>>>>>

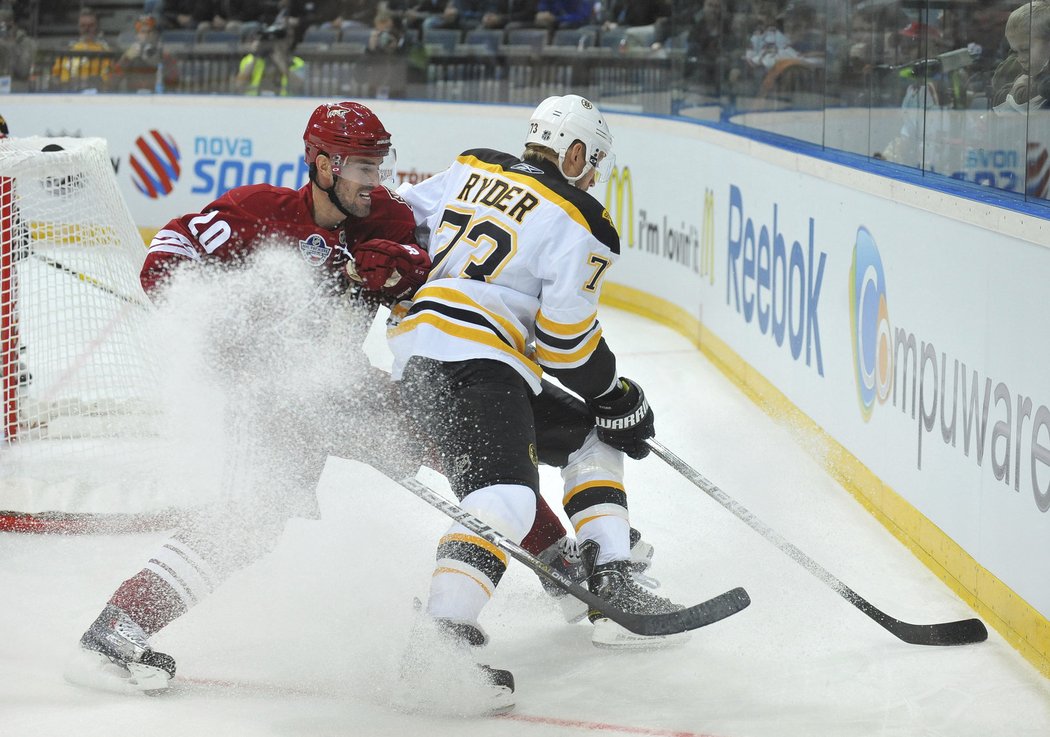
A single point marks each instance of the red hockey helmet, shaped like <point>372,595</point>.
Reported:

<<<<<
>>>>>

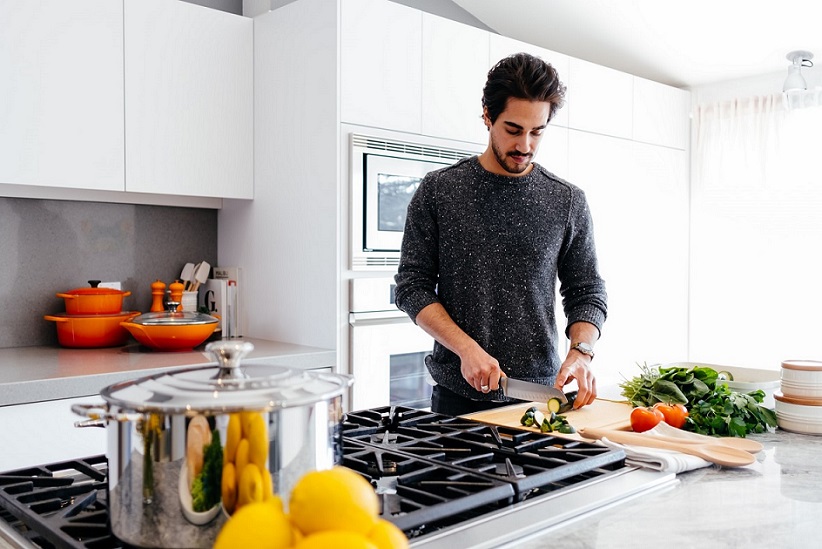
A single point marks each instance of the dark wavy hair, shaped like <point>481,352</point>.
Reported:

<<<<<
>>>>>

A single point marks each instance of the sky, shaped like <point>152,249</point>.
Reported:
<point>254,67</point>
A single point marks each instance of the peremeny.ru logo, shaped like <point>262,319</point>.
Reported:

<<<<<

• Problem:
From the entries above, copy out every line where the string "marks" appears.

• Written answer:
A single point marks each instance of the red hockey helmet, shaped like <point>372,595</point>.
A single point marks each instance of the dark wavy hair, shaped like <point>481,352</point>.
A single point marks each instance of the sky, shaped like <point>152,249</point>.
A single point marks each instance of the peremeny.ru logo, shaped like <point>262,319</point>.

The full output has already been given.